> _To do_: Emit the line that holds "Task: Indicate the shoreline" and all lines following it through the end of the data, verbatim, and nothing else.

↓

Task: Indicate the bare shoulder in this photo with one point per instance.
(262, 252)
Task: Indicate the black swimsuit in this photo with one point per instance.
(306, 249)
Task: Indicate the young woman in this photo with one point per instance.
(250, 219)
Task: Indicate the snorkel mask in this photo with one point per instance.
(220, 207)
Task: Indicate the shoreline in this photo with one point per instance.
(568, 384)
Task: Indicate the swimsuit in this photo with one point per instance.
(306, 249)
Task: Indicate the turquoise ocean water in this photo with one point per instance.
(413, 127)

↑

> _Response box_:
Task: Indicate the shoreline in this photo with one point per instance.
(568, 384)
Task: Indicate the swimsuit in this photo with one point per instance.
(306, 249)
Task: Indicate the turquoise ocean water in this photo with one point per instance.
(413, 127)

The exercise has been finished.